What the task asks:
Can you sum up the text on gate experiments in two sentences?

Study text:
:::
Compare two completely different gates. Useful for testing fundamentally different setups (e.g., different routing strategies, different fallback chains).

How It Works

  1. Create an experiment — Define what you’re testing, choose a goal metric, set guardrails
  2. Split traffic — Layer routes a configurable percentage to each variant (e.g., 50/50)
  3. Collect data — Metrics are tracked automatically on every request
  4. Determine winner — When minimum sample size is reached and results are statistically significant (p < 0.05), Layer declares a winner
  5. Apply winner — One-click to update your gate with the winning configuration

Metrics

Goal Metrics

The primary metric you’re optimizing. Choose one and set a direction:
MetricDescriptionTypical Target
avg_costAverage cost per requestMinimize
avg_latencyAverage response timeMinimize
error_ratePercentage of failed requestsMinimize
avg_tokensAverage token usageMinimize

Guardrail Metrics

Boundaries that must not be violated. If a critical guardrail is breached, the experiment auto-stops and the control variant (A) wins. Example guardrails:
  • Error rate must stay below 2% (critical — auto-stop)
:::
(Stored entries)
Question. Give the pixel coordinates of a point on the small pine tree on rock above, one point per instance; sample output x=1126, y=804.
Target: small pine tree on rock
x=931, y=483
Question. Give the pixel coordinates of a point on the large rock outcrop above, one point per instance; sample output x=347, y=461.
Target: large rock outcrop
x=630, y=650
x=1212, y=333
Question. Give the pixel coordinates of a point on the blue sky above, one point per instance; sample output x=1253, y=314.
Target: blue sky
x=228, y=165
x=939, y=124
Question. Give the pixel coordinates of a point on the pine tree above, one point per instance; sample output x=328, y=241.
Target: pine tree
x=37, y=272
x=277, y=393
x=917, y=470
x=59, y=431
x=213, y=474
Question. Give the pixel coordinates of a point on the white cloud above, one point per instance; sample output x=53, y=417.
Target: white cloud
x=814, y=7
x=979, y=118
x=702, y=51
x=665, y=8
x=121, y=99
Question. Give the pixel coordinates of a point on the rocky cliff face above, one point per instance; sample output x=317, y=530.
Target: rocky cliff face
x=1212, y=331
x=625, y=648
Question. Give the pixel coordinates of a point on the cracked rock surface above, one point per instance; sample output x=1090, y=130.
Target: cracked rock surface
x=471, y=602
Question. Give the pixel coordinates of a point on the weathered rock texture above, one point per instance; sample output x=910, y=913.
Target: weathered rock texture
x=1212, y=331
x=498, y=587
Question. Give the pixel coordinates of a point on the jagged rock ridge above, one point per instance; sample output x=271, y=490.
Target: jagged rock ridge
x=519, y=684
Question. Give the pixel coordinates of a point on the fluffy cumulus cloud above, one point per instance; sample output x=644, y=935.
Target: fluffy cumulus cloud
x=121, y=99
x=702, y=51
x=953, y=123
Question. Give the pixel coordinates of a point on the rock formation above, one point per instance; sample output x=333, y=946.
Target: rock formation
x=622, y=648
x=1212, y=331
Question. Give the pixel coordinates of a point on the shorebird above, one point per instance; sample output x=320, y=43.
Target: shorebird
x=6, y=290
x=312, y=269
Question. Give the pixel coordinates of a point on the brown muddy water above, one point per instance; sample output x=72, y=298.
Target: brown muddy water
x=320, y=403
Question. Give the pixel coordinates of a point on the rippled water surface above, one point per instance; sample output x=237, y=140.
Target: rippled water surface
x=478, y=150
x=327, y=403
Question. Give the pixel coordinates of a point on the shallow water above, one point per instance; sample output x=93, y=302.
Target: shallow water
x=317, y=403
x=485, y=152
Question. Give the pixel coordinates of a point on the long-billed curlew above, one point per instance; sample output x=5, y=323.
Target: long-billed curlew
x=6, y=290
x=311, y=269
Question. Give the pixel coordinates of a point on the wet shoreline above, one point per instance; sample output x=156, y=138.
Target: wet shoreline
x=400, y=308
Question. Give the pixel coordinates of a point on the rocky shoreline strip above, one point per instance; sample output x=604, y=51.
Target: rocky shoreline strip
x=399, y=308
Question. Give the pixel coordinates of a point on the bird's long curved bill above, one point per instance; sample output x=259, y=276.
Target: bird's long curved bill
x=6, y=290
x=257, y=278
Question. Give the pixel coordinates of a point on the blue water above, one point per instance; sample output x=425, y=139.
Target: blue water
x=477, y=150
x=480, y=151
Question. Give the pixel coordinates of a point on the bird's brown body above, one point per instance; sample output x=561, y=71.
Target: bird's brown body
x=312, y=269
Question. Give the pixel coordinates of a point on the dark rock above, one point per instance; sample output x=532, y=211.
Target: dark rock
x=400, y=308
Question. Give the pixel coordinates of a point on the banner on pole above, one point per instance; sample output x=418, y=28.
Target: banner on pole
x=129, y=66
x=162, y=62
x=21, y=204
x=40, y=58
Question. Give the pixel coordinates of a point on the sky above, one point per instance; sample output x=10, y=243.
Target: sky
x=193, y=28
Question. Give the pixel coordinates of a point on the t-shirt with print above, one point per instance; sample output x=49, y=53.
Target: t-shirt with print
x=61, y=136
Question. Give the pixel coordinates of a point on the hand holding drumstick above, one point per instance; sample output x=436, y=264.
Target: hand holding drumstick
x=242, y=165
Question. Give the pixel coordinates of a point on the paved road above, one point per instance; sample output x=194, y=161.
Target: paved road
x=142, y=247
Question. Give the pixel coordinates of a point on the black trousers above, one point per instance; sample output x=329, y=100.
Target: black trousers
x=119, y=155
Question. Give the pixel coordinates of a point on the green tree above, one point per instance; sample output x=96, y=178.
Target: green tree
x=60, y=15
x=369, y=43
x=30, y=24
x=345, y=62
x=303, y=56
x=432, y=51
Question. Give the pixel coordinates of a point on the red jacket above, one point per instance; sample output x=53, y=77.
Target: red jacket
:::
Answer space:
An experiment compares two completely different gates: Layer splits traffic between the variants, tracks metrics automatically on every request, and declares a winner once the minimum sample size is reached and results are statistically significant (p < 0.05), after which the winning configuration can be applied in one click. Each experiment optimizes one goal metric in a chosen direction, while guardrail metrics set boundaries that must not be violated, and a breach of a critical guardrail auto-stops the experiment and makes the control variant (A) the winner.